↓
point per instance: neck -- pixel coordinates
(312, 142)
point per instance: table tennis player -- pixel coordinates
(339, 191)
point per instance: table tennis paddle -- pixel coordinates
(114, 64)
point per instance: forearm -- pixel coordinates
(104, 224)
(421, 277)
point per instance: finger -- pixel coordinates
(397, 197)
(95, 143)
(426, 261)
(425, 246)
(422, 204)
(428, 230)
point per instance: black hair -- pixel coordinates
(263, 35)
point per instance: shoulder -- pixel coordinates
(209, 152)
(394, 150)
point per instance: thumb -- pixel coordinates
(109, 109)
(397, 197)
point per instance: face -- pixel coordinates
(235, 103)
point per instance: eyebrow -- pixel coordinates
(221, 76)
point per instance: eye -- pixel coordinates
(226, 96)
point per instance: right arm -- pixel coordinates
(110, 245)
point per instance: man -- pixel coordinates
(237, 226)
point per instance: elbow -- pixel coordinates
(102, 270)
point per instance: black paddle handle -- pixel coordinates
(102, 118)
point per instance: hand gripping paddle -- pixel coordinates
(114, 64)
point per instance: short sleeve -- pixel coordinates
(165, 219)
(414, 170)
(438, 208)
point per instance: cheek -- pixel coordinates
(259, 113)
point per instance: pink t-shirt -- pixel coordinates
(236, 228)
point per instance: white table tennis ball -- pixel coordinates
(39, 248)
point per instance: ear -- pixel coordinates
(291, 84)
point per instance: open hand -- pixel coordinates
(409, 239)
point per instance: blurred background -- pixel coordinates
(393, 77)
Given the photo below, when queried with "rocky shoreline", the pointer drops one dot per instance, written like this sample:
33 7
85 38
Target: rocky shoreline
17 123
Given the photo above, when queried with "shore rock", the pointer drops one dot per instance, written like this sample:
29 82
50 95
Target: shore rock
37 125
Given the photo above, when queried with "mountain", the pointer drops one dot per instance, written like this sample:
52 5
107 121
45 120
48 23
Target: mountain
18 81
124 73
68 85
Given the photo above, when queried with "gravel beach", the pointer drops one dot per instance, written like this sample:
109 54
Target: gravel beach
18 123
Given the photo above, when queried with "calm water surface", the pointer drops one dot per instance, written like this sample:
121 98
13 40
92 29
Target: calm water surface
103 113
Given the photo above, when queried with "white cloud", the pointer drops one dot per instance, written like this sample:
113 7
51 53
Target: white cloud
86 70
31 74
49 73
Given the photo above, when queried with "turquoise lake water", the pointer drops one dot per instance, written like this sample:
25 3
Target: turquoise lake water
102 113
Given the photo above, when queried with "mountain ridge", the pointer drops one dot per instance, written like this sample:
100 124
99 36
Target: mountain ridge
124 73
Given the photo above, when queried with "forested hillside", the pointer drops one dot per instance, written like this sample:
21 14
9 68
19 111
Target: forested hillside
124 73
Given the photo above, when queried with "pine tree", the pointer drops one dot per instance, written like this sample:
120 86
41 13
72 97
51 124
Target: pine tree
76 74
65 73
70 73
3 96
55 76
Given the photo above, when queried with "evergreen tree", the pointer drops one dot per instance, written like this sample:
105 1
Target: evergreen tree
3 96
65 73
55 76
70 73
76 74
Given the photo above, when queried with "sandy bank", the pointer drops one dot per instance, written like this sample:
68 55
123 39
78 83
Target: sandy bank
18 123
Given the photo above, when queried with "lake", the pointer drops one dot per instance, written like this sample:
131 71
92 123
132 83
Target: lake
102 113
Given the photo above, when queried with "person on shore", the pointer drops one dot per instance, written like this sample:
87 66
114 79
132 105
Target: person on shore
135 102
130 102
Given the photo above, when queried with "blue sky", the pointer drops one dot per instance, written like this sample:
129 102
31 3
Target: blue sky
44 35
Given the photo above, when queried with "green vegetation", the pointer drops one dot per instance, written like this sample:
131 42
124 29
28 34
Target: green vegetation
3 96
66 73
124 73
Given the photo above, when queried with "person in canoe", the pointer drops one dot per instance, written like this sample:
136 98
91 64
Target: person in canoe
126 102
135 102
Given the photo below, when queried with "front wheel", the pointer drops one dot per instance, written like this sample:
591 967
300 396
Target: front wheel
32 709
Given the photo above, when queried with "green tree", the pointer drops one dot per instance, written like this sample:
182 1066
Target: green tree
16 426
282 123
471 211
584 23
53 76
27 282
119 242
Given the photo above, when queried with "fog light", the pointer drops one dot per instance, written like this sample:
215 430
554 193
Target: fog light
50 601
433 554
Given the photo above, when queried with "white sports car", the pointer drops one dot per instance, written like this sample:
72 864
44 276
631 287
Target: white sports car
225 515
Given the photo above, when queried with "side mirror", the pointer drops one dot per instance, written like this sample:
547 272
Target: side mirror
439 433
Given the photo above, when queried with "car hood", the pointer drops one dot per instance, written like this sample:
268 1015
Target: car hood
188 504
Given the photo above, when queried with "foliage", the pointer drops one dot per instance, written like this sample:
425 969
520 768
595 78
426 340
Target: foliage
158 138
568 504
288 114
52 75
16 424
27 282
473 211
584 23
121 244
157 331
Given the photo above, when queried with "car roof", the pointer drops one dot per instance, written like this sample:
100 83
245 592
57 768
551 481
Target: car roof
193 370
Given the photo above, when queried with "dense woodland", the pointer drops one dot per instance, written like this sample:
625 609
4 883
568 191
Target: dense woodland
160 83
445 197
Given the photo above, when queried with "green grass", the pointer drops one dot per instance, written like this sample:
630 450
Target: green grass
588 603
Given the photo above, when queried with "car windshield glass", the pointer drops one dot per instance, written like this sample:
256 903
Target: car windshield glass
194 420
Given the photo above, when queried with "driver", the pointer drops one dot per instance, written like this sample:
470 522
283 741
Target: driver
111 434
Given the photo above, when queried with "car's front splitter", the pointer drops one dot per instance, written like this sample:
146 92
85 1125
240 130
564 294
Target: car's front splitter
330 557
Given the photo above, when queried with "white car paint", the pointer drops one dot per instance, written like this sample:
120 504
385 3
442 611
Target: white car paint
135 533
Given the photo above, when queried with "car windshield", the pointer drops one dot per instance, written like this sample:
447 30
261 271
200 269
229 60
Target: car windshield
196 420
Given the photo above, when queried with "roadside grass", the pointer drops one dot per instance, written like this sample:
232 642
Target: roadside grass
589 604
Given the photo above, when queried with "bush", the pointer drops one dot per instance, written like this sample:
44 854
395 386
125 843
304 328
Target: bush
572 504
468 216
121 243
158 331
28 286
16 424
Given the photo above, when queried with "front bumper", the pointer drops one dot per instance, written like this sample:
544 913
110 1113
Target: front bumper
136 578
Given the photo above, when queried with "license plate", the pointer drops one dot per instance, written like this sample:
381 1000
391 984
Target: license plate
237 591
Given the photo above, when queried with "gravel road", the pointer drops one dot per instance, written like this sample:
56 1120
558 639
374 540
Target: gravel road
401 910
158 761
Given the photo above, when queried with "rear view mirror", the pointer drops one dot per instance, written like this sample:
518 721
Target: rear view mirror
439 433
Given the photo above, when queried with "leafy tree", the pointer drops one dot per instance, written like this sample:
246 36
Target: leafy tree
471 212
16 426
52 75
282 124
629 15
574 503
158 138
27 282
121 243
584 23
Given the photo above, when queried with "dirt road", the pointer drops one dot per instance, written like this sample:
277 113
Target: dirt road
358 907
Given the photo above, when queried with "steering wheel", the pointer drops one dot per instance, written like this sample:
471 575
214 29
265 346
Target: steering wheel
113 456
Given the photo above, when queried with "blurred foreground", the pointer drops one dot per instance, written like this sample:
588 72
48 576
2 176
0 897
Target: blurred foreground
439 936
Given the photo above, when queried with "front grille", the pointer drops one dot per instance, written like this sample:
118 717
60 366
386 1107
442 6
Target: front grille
↑
**WORK INSTRUCTION**
If a line in the entries contains "grille", copy it.

**REPLY TO THE TASK**
Given the photo above, when queried with "front grille", the pointer drops one dot per instance, written like this sample:
Target: front grille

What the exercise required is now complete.